Stored data entries »

..............................

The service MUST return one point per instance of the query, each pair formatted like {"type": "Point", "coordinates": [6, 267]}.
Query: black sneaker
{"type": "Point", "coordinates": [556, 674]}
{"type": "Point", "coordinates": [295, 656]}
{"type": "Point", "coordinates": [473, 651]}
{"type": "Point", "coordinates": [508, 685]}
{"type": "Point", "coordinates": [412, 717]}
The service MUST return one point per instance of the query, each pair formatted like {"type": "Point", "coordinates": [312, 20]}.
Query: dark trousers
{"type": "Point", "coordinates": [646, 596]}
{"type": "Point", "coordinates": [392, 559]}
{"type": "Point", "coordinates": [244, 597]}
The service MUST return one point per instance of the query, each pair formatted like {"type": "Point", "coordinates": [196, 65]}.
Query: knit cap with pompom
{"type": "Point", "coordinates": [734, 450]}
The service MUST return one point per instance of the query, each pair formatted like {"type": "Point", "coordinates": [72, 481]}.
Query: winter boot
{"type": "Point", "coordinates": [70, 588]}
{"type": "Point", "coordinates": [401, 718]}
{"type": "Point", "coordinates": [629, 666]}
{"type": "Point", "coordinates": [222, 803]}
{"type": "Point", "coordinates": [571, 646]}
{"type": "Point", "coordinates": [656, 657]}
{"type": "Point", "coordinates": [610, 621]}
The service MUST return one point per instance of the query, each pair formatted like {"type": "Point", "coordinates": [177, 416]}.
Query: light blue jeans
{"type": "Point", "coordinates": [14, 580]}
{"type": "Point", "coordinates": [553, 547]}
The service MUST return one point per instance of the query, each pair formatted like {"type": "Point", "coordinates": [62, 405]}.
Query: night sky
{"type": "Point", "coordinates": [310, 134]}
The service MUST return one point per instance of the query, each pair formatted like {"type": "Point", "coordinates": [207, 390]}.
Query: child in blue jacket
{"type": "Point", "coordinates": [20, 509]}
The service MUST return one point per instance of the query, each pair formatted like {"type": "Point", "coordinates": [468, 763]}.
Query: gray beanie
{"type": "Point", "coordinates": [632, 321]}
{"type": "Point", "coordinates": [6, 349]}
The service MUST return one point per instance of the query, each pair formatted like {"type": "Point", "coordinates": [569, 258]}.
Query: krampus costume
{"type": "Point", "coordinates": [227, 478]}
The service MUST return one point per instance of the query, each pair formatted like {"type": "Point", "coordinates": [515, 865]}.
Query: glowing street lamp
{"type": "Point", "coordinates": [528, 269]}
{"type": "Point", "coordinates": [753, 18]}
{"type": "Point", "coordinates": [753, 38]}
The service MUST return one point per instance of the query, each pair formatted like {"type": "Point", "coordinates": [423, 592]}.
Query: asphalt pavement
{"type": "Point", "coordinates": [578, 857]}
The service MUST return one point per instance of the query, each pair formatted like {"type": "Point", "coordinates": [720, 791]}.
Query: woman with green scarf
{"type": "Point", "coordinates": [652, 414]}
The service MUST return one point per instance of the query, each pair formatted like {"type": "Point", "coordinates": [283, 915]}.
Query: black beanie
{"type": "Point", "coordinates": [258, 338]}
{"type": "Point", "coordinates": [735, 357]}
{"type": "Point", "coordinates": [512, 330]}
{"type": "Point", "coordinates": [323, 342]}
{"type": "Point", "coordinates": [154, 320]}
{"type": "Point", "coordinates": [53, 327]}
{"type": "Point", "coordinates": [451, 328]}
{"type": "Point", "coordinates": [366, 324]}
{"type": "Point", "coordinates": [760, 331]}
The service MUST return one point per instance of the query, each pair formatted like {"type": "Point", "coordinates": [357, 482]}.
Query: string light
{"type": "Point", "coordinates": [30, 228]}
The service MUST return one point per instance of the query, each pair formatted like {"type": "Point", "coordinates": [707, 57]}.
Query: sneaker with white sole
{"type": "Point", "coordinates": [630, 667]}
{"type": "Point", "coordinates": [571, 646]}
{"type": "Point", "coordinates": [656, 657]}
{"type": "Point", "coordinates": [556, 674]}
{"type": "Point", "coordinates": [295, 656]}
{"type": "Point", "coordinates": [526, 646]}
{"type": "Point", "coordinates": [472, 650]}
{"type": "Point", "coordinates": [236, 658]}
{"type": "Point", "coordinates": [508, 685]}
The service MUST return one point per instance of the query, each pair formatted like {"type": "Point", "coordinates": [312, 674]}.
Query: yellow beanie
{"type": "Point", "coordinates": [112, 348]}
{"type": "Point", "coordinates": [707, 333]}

..............................

YOUR GOAL » The entire set of records should be returned exactly.

TASK OUTPUT »
The service MUST return one point per instance of the query, each pair formatted like {"type": "Point", "coordinates": [6, 267]}.
Query: black sneaker
{"type": "Point", "coordinates": [556, 674]}
{"type": "Point", "coordinates": [295, 656]}
{"type": "Point", "coordinates": [473, 651]}
{"type": "Point", "coordinates": [508, 685]}
{"type": "Point", "coordinates": [412, 717]}
The service MUST return one point per instance of the query, each pair formatted like {"type": "Point", "coordinates": [312, 20]}.
Query: dark trousers
{"type": "Point", "coordinates": [646, 596]}
{"type": "Point", "coordinates": [392, 559]}
{"type": "Point", "coordinates": [244, 597]}
The service MUST return one point per instance of the query, each pair formatted like {"type": "Point", "coordinates": [196, 65]}.
Query: knit cap with pompom
{"type": "Point", "coordinates": [734, 450]}
The service MUST return one point per instance of the query, each pair formatted like {"type": "Point", "coordinates": [72, 481]}.
Query: winter boot
{"type": "Point", "coordinates": [70, 588]}
{"type": "Point", "coordinates": [401, 718]}
{"type": "Point", "coordinates": [629, 666]}
{"type": "Point", "coordinates": [222, 803]}
{"type": "Point", "coordinates": [571, 646]}
{"type": "Point", "coordinates": [656, 657]}
{"type": "Point", "coordinates": [610, 621]}
The service MUST return one point per instance of the query, each pair formatted like {"type": "Point", "coordinates": [177, 416]}.
Query: light blue jeans
{"type": "Point", "coordinates": [14, 580]}
{"type": "Point", "coordinates": [553, 547]}
The service MUST return one point per instance of the query, each pair formatted like {"type": "Point", "coordinates": [62, 405]}.
Query: night sky
{"type": "Point", "coordinates": [310, 134]}
The service MUST return one point per instance of the query, each pair formatted like {"type": "Point", "coordinates": [207, 390]}.
Query: child in blue jacket
{"type": "Point", "coordinates": [20, 509]}
The service MUST return one point per instance of the query, each pair formatted like {"type": "Point", "coordinates": [468, 763]}.
Query: gray beanie
{"type": "Point", "coordinates": [632, 321]}
{"type": "Point", "coordinates": [6, 349]}
The service MUST return one point per instance of the query, each pair formatted like {"type": "Point", "coordinates": [569, 258]}.
Query: krampus costume
{"type": "Point", "coordinates": [227, 478]}
The service MUST return one point per instance of the query, each pair formatted like {"type": "Point", "coordinates": [515, 865]}.
Query: glowing street lamp
{"type": "Point", "coordinates": [528, 269]}
{"type": "Point", "coordinates": [753, 18]}
{"type": "Point", "coordinates": [753, 38]}
The service MUST return one point per instance of the query, each pair formatted like {"type": "Point", "coordinates": [423, 592]}.
Query: asphalt pavement
{"type": "Point", "coordinates": [578, 857]}
The service MUST return one point per instance of the query, each pair formatted like {"type": "Point", "coordinates": [720, 791]}.
Query: woman with green scarf
{"type": "Point", "coordinates": [652, 414]}
The service MUST return one point per instance of the query, each pair formatted like {"type": "Point", "coordinates": [283, 915]}.
Query: black beanie
{"type": "Point", "coordinates": [258, 338]}
{"type": "Point", "coordinates": [735, 357]}
{"type": "Point", "coordinates": [512, 330]}
{"type": "Point", "coordinates": [323, 342]}
{"type": "Point", "coordinates": [154, 320]}
{"type": "Point", "coordinates": [53, 327]}
{"type": "Point", "coordinates": [451, 328]}
{"type": "Point", "coordinates": [366, 324]}
{"type": "Point", "coordinates": [760, 331]}
The service MUST return one point per instance of the query, each pair formatted like {"type": "Point", "coordinates": [357, 482]}.
Query: string light
{"type": "Point", "coordinates": [30, 228]}
The service MUST return one point per instance of the query, each pair formatted like {"type": "Point", "coordinates": [707, 57]}.
Query: sneaker with white sole
{"type": "Point", "coordinates": [630, 667]}
{"type": "Point", "coordinates": [571, 646]}
{"type": "Point", "coordinates": [656, 657]}
{"type": "Point", "coordinates": [556, 674]}
{"type": "Point", "coordinates": [295, 656]}
{"type": "Point", "coordinates": [526, 646]}
{"type": "Point", "coordinates": [472, 650]}
{"type": "Point", "coordinates": [236, 658]}
{"type": "Point", "coordinates": [508, 685]}
The service MUST return one point per instance of the query, each pair formatted like {"type": "Point", "coordinates": [312, 674]}.
Query: yellow beanie
{"type": "Point", "coordinates": [112, 348]}
{"type": "Point", "coordinates": [707, 333]}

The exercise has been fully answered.